:: Set problem 1 ::
Reproduce word for word the passage of the essay about Crockett Johnson and Ruth Krauss, starting with "I never met" and going on through "loved to read.".

On a First-Name Basis with People I’ve Never Met: A Personal Introduction to Crockett Johnson and Ruth Krauss

Crockett Johnson, "How to write a book," illus. from Ruth Krauss's How to Make an EarthquakeYesterday, I sent off (what I hope is) the final revision of the manuscript for my biography of Crockett Johnson and Ruth Krauss.  After I did, I began reading Storyteller: The Authorized Biography of Roald Dahl (2010), which Donald Sturrock (the author) begins by describing his own relationship with his subject.  It helped me understand Walter’s (my editor’s) suggestion that, in my introduction, I expand more on my primary sources: “Who were your most significant interviews? […] What archives do you wish had been present?” he asked. I elected not to follow this suggestion: the acknowledgments cover this, and, in any case, who cares about the biographer?  What’s important is the biographer’s subject – or, in my case, subjects.  Right?

Maybe.  You see, Sturrock’s intro works really well.  He describes meeting Dahl, and some of the time he spent with him.  And so… I wonder. My question for you, dear readers, is this: ought my intro to The Purple Crayon and a Hole to Dig: The Lives of Crockett Johnson and Ruth Krauss (forthcoming, UP Mississippi, 2012) address my personal relationship to my subjects?  If it did, that portion of the intro would look something like the following.

* * * * *

I never met Crockett Johnson or Ruth Krauss.  He died when I was 6 years old.  As I worked on this book, I have often wished that, as a 6-year-old, I had persuaded my parents to drive me from Lynnfield, Massachusetts (where we lived) to Westport, Connecticut (where Johnson died).  By the age of 6, I had read and loved Harold and the Purple Crayon.  But, at the age of 6, it would never have occurred to me to seek the author of a book.  I did not know any authors.  I did not know that you could seek them.  I simply loved to read.

My adult life overlapped with Ruth Krauss’s.  She died just as I was finishing my first year of graduate school.  Unfortunately, I did not know then that I would become a scholar of children’s literature.  This was not an option at Vanderbilt; my serious study of the field began only after I received my Ph.D.  And I did not know that I would undertake anything as quixotic or ambitious as a biography.  My discovery of ambition was also a post-Ph.D. phenomenon. That stemmed from the realization that I would need to publish or be condemned to life as Adjunct Boy (as I wryly called myself then). And so I did not – say, on a visit to my mother and stepfather in Hamden, Connecticut – make the drive down the coast to look up Ruth Krauss in Westport.

:: Set problem 2 ::
Present the lines of the records as a Markdown table with columns Row and Line. Start with the line with "Kindly give the mask of every instance of the dark" and go on through the line with "513L144 507L158 475L154", leaving out any blank lines.

:: Records provided ::
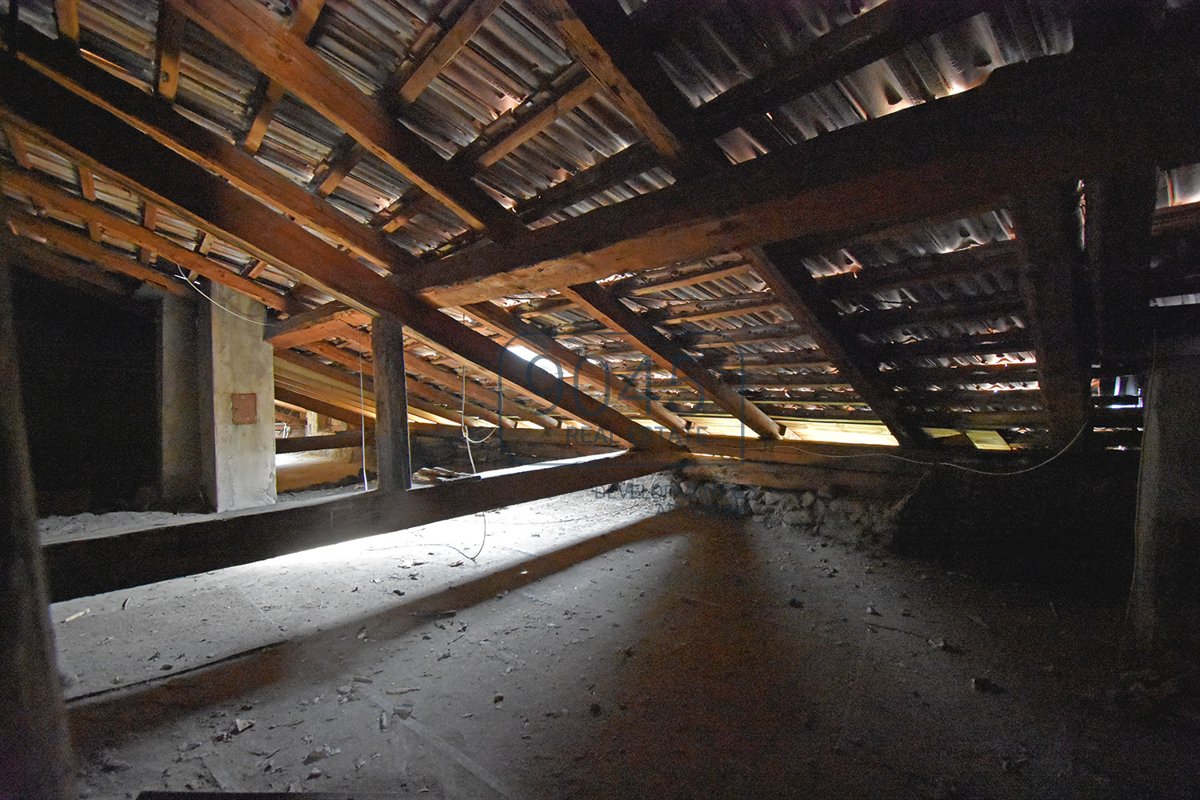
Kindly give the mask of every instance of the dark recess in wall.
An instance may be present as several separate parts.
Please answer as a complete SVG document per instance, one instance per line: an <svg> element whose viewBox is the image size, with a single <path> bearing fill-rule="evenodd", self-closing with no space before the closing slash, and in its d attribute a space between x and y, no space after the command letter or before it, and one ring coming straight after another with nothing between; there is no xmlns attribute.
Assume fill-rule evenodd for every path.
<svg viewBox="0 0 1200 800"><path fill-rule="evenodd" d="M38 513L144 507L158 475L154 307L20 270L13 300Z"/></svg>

...

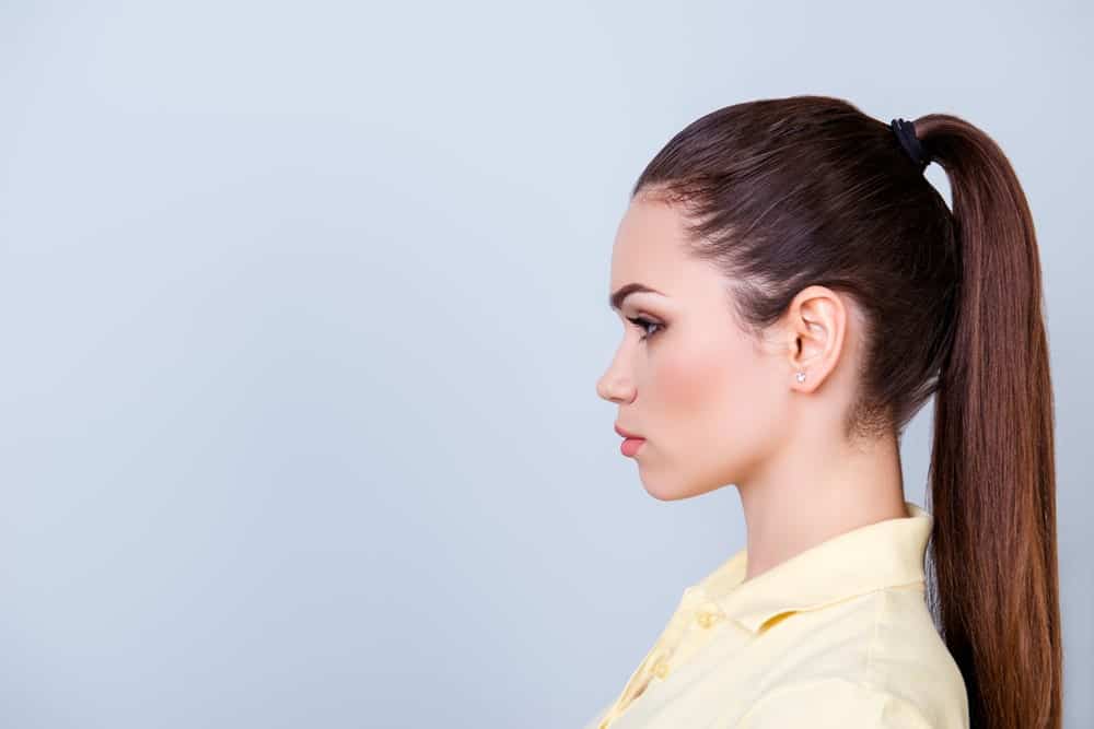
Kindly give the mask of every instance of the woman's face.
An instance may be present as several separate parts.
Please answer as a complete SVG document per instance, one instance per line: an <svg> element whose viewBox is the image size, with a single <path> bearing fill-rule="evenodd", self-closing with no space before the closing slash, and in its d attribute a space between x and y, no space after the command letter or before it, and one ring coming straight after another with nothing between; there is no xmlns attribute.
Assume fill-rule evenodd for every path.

:: Exercise result 1 ::
I never met Crockett Johnson or Ruth Krauss.  He died when I was 6 years old.  As I worked on this book, I have often wished that, as a 6-year-old, I had persuaded my parents to drive me from Lynnfield, Massachusetts (where we lived) to Westport, Connecticut (where Johnson died).  By the age of 6, I had read and loved Harold and the Purple Crayon.  But, at the age of 6, it would never have occurred to me to seek the author of a book.  I did not know any authors.  I did not know that you could seek them.  I simply loved to read.

:: Exercise result 2 ::
| Row | Line |
|---|---|
| 1 | Kindly give the mask of every instance of the dark recess in wall. |
| 2 | An instance may be present as several separate parts. |
| 3 | Please answer as a complete SVG document per instance, one instance per line: an <svg> element whose viewBox is the image size, with a single <path> bearing fill-rule="evenodd", self-closing with no space before the closing slash, and in its d attribute a space between x and y, no space after the command letter or before it, and one ring coming straight after another with nothing between; there is no xmlns attribute. |
| 4 | Assume fill-rule evenodd for every path. |
| 5 | <svg viewBox="0 0 1200 800"><path fill-rule="evenodd" d="M38 513L144 507L158 475L154 307L20 270L13 300Z"/></svg> |